▸ Excerpt:
There are a various ways of handling this issue; which one you will select depends on how much work you want to do.*

But first, you should clarify (to yourself) whether you are dealing with UDP or TCP; there is no "underlying TCP stack" for UDP sockets. Also, UDP is the wrong protocol to use for sending whole data such as a text, or a photo; it is an unreliable protocol so you aren't guaranteed to receive every packet, unless you're using a managed socket library (such as ENet).

Lua51/LuaJIT + LuaSocket

Polling is the only method.

  • Blocking: call socket.select with no time argument and wait for the socket to be readable.
  • Non-blocking: call socket.select with a timeout argument of 0, and use sock:settimeout(0) on the socket you're reading from.

Then simply call these repeatedly. I would suggest using a coroutine scheduler for the non-blocking version, to allow other parts of the program to continue executing without causing too much delay.

Lua51/LuaJIT + LuaSocket + Lua Lanes (Recommended)

Same as the above method, but the socket exists in another lane (a lightweight Lua state in another thread) made using Lua Lanes (latest source). This allows you to instantly read the data from the socket and into a buffer. Then, you use a linda to send the data to the main thread for processing.

▸ Records shown:

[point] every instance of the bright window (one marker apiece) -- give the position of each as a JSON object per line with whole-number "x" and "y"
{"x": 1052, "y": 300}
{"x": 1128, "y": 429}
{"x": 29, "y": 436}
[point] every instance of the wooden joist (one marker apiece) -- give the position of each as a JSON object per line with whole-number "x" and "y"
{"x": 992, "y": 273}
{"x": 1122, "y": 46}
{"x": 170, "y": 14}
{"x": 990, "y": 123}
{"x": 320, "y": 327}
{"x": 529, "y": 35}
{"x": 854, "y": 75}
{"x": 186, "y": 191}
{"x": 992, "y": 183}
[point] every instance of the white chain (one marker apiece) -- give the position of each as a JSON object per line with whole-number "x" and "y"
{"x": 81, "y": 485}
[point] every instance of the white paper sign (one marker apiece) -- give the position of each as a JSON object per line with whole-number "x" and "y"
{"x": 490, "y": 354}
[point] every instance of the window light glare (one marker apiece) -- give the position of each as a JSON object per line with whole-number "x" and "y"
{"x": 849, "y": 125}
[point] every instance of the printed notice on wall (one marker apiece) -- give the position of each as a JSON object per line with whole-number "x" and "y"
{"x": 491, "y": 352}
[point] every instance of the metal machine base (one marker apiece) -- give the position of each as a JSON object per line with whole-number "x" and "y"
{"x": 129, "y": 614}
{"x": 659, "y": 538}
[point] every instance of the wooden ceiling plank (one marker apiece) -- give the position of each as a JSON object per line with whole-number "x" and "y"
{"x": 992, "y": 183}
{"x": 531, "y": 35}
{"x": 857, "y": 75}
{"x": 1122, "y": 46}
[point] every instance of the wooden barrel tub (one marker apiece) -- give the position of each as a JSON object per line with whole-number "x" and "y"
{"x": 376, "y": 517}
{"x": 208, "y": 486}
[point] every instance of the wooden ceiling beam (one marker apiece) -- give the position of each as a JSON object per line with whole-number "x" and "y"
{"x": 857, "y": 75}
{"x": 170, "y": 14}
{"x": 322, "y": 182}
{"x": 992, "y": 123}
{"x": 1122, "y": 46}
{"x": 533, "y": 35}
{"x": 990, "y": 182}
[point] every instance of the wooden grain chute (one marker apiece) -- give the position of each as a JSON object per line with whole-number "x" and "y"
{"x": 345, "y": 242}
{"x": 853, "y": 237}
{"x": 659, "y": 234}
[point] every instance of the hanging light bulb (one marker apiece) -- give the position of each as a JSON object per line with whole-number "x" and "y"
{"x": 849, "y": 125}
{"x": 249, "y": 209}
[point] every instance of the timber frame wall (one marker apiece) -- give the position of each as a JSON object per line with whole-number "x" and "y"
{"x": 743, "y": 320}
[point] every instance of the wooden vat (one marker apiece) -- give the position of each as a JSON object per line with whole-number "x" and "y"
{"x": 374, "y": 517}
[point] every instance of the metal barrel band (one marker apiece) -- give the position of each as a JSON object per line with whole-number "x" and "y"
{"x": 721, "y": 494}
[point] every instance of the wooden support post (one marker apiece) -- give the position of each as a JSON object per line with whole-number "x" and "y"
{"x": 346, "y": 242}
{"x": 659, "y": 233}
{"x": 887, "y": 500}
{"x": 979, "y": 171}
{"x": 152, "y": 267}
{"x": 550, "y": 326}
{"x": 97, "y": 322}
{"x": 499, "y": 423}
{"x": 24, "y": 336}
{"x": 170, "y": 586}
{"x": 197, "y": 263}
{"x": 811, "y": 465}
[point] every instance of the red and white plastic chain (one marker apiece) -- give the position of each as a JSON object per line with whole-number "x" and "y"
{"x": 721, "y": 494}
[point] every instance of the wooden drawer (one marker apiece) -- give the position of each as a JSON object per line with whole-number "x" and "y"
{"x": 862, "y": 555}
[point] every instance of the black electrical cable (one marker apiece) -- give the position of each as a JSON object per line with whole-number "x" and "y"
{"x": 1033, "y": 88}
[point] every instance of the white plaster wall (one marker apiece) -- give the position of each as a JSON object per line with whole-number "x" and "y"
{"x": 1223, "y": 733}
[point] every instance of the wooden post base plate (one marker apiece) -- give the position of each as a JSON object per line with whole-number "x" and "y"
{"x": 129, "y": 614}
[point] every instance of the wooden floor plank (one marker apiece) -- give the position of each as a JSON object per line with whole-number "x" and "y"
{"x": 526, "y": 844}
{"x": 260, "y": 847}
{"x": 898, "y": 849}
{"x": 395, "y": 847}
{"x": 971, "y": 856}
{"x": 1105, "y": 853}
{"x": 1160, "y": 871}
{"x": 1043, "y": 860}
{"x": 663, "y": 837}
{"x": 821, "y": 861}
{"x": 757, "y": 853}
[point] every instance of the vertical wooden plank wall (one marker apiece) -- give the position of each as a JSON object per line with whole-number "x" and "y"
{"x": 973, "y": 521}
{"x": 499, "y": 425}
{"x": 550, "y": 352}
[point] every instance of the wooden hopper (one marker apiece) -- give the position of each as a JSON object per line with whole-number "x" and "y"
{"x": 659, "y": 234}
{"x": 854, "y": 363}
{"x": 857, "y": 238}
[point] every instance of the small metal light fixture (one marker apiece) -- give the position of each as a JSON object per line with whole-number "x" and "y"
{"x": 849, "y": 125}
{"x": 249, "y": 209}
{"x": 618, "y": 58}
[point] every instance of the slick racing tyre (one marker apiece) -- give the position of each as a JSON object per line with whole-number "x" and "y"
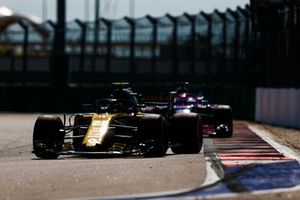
{"x": 48, "y": 138}
{"x": 153, "y": 130}
{"x": 186, "y": 133}
{"x": 223, "y": 121}
{"x": 83, "y": 122}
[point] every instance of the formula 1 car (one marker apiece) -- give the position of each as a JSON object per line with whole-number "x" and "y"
{"x": 216, "y": 119}
{"x": 115, "y": 127}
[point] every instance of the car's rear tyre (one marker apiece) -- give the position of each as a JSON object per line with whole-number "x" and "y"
{"x": 48, "y": 138}
{"x": 224, "y": 122}
{"x": 186, "y": 133}
{"x": 83, "y": 122}
{"x": 153, "y": 130}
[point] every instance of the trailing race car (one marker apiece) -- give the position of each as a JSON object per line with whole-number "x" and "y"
{"x": 216, "y": 119}
{"x": 115, "y": 127}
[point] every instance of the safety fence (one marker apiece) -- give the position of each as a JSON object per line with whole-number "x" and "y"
{"x": 279, "y": 106}
{"x": 202, "y": 48}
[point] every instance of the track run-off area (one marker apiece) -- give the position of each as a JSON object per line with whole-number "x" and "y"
{"x": 248, "y": 164}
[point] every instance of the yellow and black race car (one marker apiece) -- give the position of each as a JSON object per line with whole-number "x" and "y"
{"x": 115, "y": 127}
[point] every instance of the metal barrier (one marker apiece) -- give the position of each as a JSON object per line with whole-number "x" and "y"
{"x": 199, "y": 48}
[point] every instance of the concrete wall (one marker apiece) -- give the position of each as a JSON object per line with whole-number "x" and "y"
{"x": 278, "y": 106}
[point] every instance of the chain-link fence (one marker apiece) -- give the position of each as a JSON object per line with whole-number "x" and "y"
{"x": 204, "y": 47}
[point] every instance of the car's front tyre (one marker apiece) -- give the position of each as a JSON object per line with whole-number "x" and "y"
{"x": 47, "y": 137}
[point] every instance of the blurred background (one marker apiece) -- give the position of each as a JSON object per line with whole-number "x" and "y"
{"x": 56, "y": 55}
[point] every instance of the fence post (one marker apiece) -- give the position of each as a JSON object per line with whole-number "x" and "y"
{"x": 246, "y": 14}
{"x": 108, "y": 44}
{"x": 236, "y": 17}
{"x": 154, "y": 42}
{"x": 192, "y": 20}
{"x": 59, "y": 61}
{"x": 174, "y": 44}
{"x": 132, "y": 66}
{"x": 223, "y": 65}
{"x": 82, "y": 26}
{"x": 208, "y": 18}
{"x": 25, "y": 56}
{"x": 96, "y": 36}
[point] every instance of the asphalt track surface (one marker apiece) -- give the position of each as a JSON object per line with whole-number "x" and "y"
{"x": 23, "y": 176}
{"x": 245, "y": 164}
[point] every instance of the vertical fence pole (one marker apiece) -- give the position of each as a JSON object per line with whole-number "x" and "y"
{"x": 25, "y": 56}
{"x": 174, "y": 44}
{"x": 208, "y": 19}
{"x": 82, "y": 48}
{"x": 59, "y": 61}
{"x": 192, "y": 20}
{"x": 236, "y": 17}
{"x": 108, "y": 44}
{"x": 154, "y": 42}
{"x": 223, "y": 65}
{"x": 246, "y": 71}
{"x": 132, "y": 66}
{"x": 96, "y": 36}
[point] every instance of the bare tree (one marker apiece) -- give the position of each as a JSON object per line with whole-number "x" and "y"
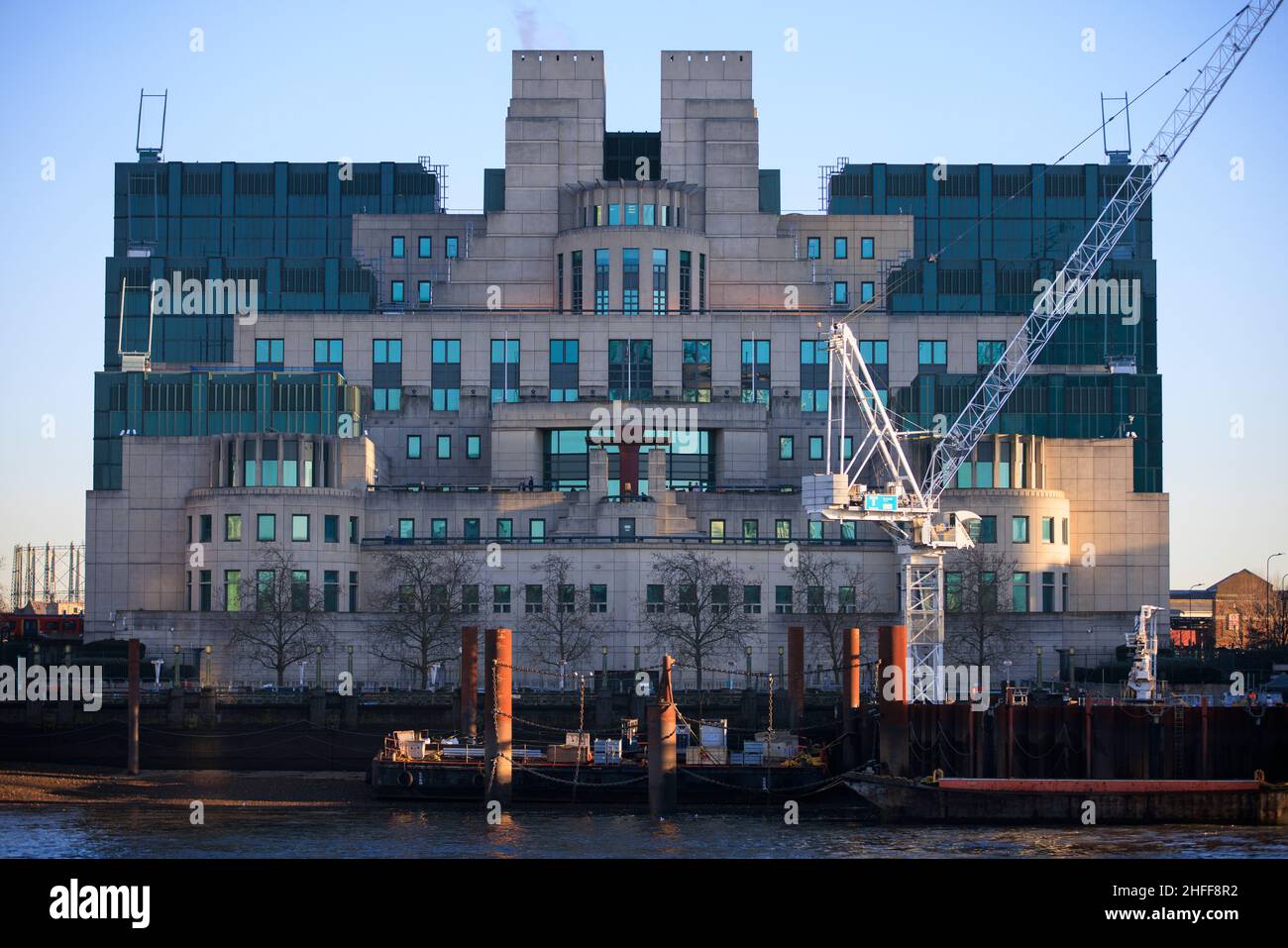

▸ Aim of the exercise: Reproduce the whole passage above on reading socket data in Lua, word for word.

▸ Task solution:
There are a various ways of handling this issue; which one you will select depends on how much work you want to do.*

But first, you should clarify (to yourself) whether you are dealing with UDP or TCP; there is no "underlying TCP stack" for UDP sockets. Also, UDP is the wrong protocol to use for sending whole data such as a text, or a photo; it is an unreliable protocol so you aren't guaranteed to receive every packet, unless you're using a managed socket library (such as ENet).

Lua51/LuaJIT + LuaSocket

Polling is the only method.

  • Blocking: call socket.select with no time argument and wait for the socket to be readable.
  • Non-blocking: call socket.select with a timeout argument of 0, and use sock:settimeout(0) on the socket you're reading from.

Then simply call these repeatedly. I would suggest using a coroutine scheduler for the non-blocking version, to allow other parts of the program to continue executing without causing too much delay.

Lua51/LuaJIT + LuaSocket + Lua Lanes (Recommended)

Same as the above method, but the socket exists in another lane (a lightweight Lua state in another thread) made using Lua Lanes (latest source). This allows you to instantly read the data from the socket and into a buffer. Then, you use a linda to send the data to the main thread for processing.